## [Task statement]
Report every line in the records below that contains the string "circular", and copy each such line in full.
↓↓↓
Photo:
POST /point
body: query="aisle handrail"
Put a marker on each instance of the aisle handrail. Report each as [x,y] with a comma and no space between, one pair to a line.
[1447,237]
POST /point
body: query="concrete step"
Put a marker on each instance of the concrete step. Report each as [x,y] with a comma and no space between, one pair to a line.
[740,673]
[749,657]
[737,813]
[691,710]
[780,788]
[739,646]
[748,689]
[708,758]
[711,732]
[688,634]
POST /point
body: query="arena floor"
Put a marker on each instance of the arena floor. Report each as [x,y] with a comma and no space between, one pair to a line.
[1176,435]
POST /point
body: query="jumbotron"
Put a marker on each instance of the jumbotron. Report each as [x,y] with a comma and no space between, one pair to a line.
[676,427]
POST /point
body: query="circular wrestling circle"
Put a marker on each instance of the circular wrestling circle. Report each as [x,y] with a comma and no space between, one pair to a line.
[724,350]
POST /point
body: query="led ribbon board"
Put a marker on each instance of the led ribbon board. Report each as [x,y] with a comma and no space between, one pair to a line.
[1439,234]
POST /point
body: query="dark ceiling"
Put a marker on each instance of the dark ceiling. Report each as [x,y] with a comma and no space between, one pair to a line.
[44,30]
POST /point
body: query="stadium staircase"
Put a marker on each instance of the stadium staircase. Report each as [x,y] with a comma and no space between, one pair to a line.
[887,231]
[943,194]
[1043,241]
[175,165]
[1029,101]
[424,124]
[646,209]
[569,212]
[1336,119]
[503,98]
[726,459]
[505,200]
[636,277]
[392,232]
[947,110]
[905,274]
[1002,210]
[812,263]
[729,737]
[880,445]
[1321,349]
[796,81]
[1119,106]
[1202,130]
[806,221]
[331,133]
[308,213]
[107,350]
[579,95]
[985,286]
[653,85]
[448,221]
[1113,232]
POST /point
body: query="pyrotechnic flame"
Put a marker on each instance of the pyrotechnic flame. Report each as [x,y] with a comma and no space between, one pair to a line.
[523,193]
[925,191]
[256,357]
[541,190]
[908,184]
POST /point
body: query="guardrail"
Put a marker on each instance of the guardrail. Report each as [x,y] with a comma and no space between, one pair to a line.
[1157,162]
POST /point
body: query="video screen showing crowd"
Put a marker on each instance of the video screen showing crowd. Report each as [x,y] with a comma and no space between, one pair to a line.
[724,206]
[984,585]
↑↑↑
## [Exercise result]
body: query="circular wrestling circle"
Put a marker on each instance of the circular wrestling circle. Report each as [x,y] with a comma and no space between, one pair to a line.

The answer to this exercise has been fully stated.